(Image object location entries)
- - - -

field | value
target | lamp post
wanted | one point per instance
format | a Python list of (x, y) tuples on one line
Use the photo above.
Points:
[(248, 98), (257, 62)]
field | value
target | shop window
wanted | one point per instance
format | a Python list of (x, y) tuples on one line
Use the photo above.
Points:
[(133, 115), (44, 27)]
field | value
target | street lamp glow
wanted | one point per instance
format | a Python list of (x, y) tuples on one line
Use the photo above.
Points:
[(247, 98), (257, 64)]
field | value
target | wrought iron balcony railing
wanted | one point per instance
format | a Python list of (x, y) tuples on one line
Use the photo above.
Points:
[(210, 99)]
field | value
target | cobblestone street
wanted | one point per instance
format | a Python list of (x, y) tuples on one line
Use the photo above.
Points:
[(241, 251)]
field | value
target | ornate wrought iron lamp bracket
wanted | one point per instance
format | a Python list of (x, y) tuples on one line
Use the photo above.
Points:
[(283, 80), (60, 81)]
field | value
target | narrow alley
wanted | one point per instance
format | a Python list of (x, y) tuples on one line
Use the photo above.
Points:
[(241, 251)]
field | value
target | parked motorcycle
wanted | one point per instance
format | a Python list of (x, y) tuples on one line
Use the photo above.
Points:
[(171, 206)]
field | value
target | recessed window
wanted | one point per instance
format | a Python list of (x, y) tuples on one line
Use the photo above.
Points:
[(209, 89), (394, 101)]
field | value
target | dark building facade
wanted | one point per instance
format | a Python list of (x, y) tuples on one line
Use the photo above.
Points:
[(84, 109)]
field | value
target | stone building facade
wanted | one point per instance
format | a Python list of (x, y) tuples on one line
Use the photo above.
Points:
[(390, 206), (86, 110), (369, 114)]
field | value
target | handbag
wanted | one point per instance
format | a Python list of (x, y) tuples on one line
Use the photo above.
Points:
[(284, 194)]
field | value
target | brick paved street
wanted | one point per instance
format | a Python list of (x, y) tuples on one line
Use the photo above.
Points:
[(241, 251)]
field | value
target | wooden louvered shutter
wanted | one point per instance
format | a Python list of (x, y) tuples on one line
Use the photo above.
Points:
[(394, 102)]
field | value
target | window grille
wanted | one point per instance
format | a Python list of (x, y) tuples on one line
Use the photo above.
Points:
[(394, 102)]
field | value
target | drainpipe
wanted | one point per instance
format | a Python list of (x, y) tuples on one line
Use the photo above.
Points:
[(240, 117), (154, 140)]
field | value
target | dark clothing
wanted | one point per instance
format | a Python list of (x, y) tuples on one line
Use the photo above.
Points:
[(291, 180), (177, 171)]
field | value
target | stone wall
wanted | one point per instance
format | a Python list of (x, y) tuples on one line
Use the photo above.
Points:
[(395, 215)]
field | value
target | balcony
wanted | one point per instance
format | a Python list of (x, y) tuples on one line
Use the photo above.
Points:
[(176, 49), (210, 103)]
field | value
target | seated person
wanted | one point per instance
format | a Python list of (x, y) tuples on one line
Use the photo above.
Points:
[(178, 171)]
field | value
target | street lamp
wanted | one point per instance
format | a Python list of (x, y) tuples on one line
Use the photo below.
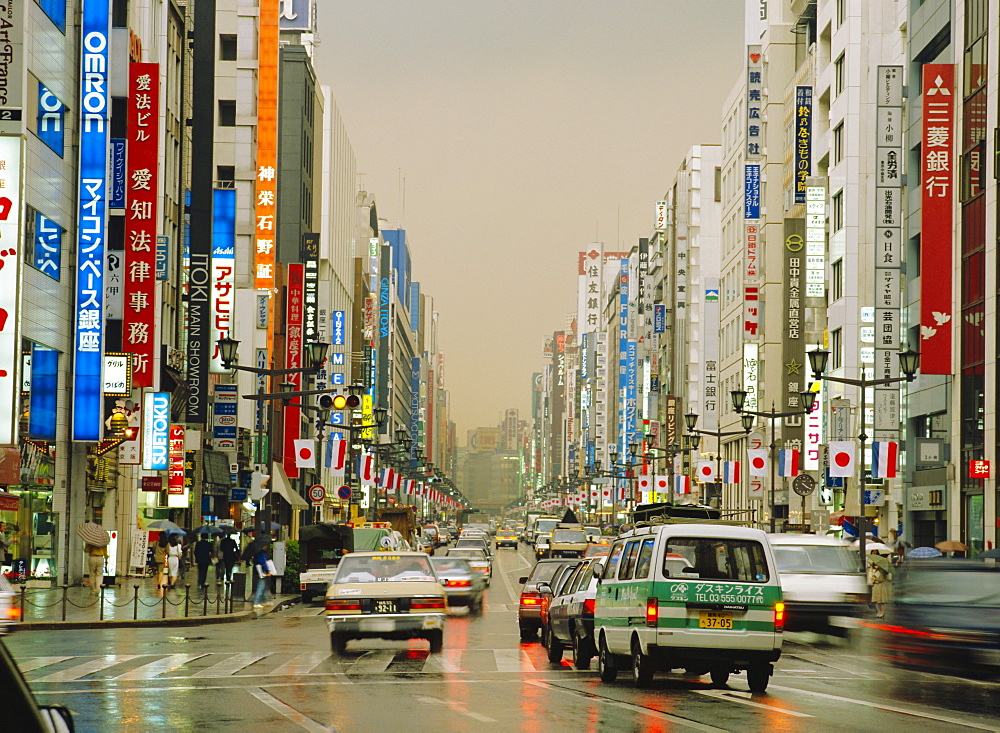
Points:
[(739, 397), (909, 364)]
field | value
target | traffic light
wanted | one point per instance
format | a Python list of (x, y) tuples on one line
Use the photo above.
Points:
[(338, 402)]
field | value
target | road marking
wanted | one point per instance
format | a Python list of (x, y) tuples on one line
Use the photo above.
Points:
[(741, 697), (891, 708), (82, 670), (160, 666), (291, 713), (302, 664), (230, 665), (456, 707), (33, 663), (652, 712)]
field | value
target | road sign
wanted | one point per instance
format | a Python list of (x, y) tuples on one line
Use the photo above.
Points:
[(803, 484), (874, 497), (317, 493)]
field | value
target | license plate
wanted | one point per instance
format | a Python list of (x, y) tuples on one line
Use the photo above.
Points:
[(715, 620), (384, 607)]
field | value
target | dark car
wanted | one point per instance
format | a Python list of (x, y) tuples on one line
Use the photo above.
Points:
[(21, 712), (570, 616), (945, 617), (529, 610)]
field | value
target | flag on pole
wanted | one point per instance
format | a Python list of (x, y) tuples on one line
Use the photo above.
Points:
[(788, 462), (758, 461), (706, 472), (731, 472), (885, 458), (305, 453), (841, 458)]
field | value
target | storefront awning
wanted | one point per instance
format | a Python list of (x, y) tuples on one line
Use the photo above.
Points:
[(281, 486)]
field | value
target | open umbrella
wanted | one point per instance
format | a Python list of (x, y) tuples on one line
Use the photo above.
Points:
[(93, 534), (951, 546)]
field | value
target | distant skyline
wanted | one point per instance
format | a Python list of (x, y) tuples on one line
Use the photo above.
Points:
[(525, 132)]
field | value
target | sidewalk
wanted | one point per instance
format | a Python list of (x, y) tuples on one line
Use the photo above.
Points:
[(137, 601)]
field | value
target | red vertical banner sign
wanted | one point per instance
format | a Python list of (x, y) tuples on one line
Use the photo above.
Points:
[(937, 175), (142, 183), (293, 360), (175, 458)]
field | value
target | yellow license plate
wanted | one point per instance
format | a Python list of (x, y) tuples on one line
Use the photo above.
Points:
[(715, 620)]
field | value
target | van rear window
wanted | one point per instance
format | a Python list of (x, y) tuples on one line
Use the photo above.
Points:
[(715, 558)]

- - - -

#### [TASK]
Print every line of the material above verbatim, leaving out the images.

#### [OUTPUT]
field | value
target | lamp post
wanted | one point per instance
format | a Python list of (x, y) tuples on one line
Use the photo above.
Points:
[(248, 98), (257, 62)]
field | value
target | shop window
wanted | one point per instance
format | a Python list of (x, y) tuples on one line
Use the photo above.
Points:
[(133, 115), (44, 27)]
field | value
target | street lamp glow
wanted | one point per instance
format | a Python list of (x, y) tuples on one line
Use the photo above.
Points:
[(247, 98), (257, 64)]
field | value
target | wrought iron balcony railing
wanted | one point per instance
format | a Python list of (x, y) tuples on one line
Use the photo above.
Points:
[(210, 99)]
field | value
target | cobblestone street
wanted | one point per instance
format | a Python list of (x, y) tuples on one line
Use the photo above.
Points:
[(241, 251)]
field | value
target | ornate wrought iron lamp bracket
wanted | one point per instance
format | a Python list of (x, y) tuples on one line
Use the photo above.
Points:
[(283, 80), (60, 81)]
field | value
target | narrow alley
wanted | one point per instance
format | a Python list of (x, y) tuples on one line
Use the photo above.
Points:
[(241, 251)]
field | value
target | parked motorcycle
wanted | one point per instance
format | a Python list of (x, y) tuples on one line
Use the photo above.
Points:
[(171, 206)]
field | value
target | recessed window
wanted | one point per instance
format | a Python list of (x, y) tuples on one line
Use the photo above.
Points:
[(209, 89), (394, 101)]
field | value
target | dark building facade
wanted | one point per instance
format | a Python list of (x, y) tuples on one line
Use the photo above.
Points:
[(84, 109)]
field | value
target | stone building facade
wanted | one point per instance
format | a Python list of (x, y) tuples on one line
Use the photo above.
Points:
[(390, 206), (86, 110), (369, 114)]
field | value
target | handbag
wanted | one point per instance
format | a Python list of (x, y) tuples on one line
Use the photo above.
Points:
[(284, 194)]
field | value
target | brick paved street
wanted | one point per instance
format | a Python list of (x, y) tuples on one line
Use the photo above.
Points:
[(241, 251)]
field | value
target | wooden louvered shutter
wanted | one point per instance
format | a Python list of (x, y) tuples on one line
Use the photo above.
Points:
[(394, 102)]
field | value
target | window grille
wanted | one point per instance
format | a Python list of (x, y) tuples on one line
Use the photo above.
Points:
[(394, 102)]
field | value
target | drainpipe
wanted | one point per instance
format | a Python list of (x, y) tuples on one line
Use the photo above.
Points:
[(240, 117), (154, 140)]
field | value
target | dark clothing
wanted | one point per instance
format | a Python list of (x, y) tuples on one line
Use the photo above.
Points:
[(291, 180), (177, 171)]
field | value
target | stone wall
wanted | one point per instance
format | a Python list of (x, y) tuples on one line
Use the photo above.
Points:
[(395, 215)]
field | value
target | balcony
wanted | one point per instance
format | a Python list of (x, y) tuples on one line
Use the photo above.
Points:
[(176, 49), (210, 103)]
field | value
target | seated person
wanted | one point per instance
format | a Python list of (x, y) tuples on one line
Use the photo above.
Points:
[(178, 171)]
field | value
target | street lamp
wanted | one point per instance
format | a Python list of (x, y) tuples on one line
Use the photo below.
Points:
[(739, 397), (909, 364)]
field | value
target | traffic light
wanted | one point per instance
format | a Python list of (x, y) tuples on one line
Use the photo above.
Points:
[(338, 402)]
field | value
target | road marking
wanted | one point per instance
format | a Python list of (x, y) tuples on one line
Use the photo above.
Points:
[(741, 697), (891, 708), (82, 670), (160, 666), (291, 713), (302, 664), (230, 665), (456, 707), (33, 663), (652, 712)]
field | value
target | road sign
wanted | one point per instance
format | a Python list of (x, y) tuples on one line
Use the photo above.
Points:
[(803, 484), (874, 497), (317, 493)]
field | value
target | license plate
wanted | one point per instance
format | a Python list of (x, y) tuples on one line
Use the photo above.
Points:
[(715, 620), (384, 607)]
field | value
target | dark car
wanted | one point per instance
format | a Python list of (x, y) tuples on one line
Use the photo above.
Points:
[(21, 712), (570, 616), (945, 617), (529, 610)]
field | value
target | flag on pole
wanted | one point per instance
format | a Python list of (x, y) tuples on one line
Use the photo above.
Points:
[(788, 462), (758, 461), (706, 472), (731, 472), (885, 458), (305, 453), (841, 458)]
field | value
target | storefront awning
wanted | one point per instance
format | a Python list of (x, y) tuples on one line
Use the photo above.
Points:
[(281, 486)]
field | value
target | open umbrella
wanted | one point per instance
format | a Python list of (x, y) tuples on one line
Use the photo above.
Points:
[(93, 534), (951, 546)]
field | value
target | distant skyline
wanted | one point per instance
format | a Python list of (x, y) tuples on one line
Use the photo above.
Points:
[(525, 132)]
field | value
target | sidewalk
wanted | one point per instance
format | a Python list of (x, y) tuples on one line
Use the photo above.
Points:
[(137, 601)]
field | value
target | red vertical banner sign
wanted | one point per instance
format | a Python list of (x, y) tuples on one line
Use the photo above.
Points:
[(937, 175), (142, 183), (293, 360), (175, 458)]
field | value
target | yellow license plate
wanted | one point per instance
format | a Python list of (x, y) tuples on one line
Use the photo above.
Points:
[(715, 620)]
field | value
target | van rear window
wanted | one point per instance
format | a Python list of (x, y) tuples on one line
Use the photo above.
Points:
[(715, 558)]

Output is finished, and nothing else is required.